(TEXT SEGMENT Opens)
Art From The Streets Presents Their Annual Show And Sale
“I didn’t know I was going to like painting, but it’s the color that I gravitate toward, so my stuff is all pretty loud,” says artist Marilyn Swartz, who’s getting ready to show a year’s worth of new paintings at the upcoming annual art show and sale put on by Art From The Streets, Austin’s long-standing art therapy non-profit.
“We’ve been working with the homeless and at-risk in Austin, Texas for twenty-six years. We’ve had shows all through the community, and this is our big annual show,” says Art From The Streets executive director Kelley Worden. Artists who participate in the program have free access to art supplies and studio space three days a week. “We work all year, gathering artwork and working with our artists in open studio. They paint [and] create beautiful pieces of work and have a culmination show, and that’s what this show is.”
(TEXT SEGMENT Closes)
**EXERCISE TASKS**
- a) Shorten the paragraph of the Art From The Streets article that begins "“We’ve been working with the homeless" into a bulleted list of its main facts.
- b) Copy out the stretch of the Art From The Streets article from "Art From The Streets Presents" through "art therapy non-profit.", word for word.
(DATA SUPPLIED Opens)
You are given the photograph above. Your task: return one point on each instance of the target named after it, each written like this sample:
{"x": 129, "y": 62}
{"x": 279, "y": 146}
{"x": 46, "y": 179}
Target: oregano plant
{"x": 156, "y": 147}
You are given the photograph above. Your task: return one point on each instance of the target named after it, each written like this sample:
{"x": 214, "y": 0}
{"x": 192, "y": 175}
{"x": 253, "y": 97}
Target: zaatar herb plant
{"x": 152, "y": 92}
(DATA SUPPLIED Closes)
(DATA SUPPLIED Opens)
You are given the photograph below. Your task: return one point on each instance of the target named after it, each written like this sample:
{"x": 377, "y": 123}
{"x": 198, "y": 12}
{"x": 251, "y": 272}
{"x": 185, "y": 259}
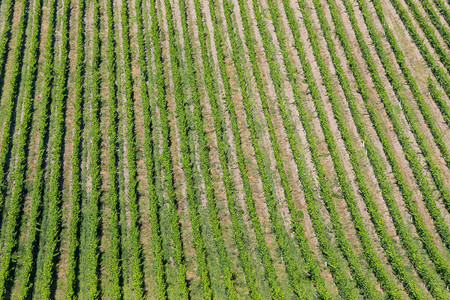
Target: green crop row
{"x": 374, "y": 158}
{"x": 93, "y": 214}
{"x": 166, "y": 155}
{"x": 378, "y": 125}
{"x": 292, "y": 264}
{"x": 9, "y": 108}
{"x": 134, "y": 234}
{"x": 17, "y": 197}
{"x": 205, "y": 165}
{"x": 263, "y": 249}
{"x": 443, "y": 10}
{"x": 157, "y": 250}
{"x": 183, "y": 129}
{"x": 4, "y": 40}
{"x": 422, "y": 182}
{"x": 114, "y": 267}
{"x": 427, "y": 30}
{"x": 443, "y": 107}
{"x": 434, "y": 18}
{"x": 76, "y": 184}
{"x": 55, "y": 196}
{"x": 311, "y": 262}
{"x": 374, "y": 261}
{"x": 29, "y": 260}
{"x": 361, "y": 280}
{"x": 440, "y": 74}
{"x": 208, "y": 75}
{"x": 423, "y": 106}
(DATA SUPPLIED Closes)
(DATA SUPPLIED Opens)
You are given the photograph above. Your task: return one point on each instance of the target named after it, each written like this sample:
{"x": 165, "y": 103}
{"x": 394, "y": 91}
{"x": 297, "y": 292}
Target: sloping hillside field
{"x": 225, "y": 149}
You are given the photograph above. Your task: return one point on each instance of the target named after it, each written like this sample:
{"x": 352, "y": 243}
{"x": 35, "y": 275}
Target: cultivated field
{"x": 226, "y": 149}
(DATA SUPPLIED Closes)
**ANSWERS PROVIDED**
- a)
- Art From The Streets has worked with the homeless and at-risk in Austin, Texas, for twenty-six years.
- It has held shows throughout the community, and this is its big annual show.
- Kelley Worden is the executive director.
- Artists in the program get free art supplies and studio space three days a week.
- The organization gathers artwork and works with artists in open studio all year, and this show is the culminating show of that work.

- b)
Art From The Streets Presents Their Annual Show And Sale
“I didn’t know I was going to like painting, but it’s the color that I gravitate toward, so my stuff is all pretty loud,” says artist Marilyn Swartz, who’s getting ready to show a year’s worth of new paintings at the upcoming annual art show and sale put on by Art From The Streets, Austin’s long-standing art therapy non-profit.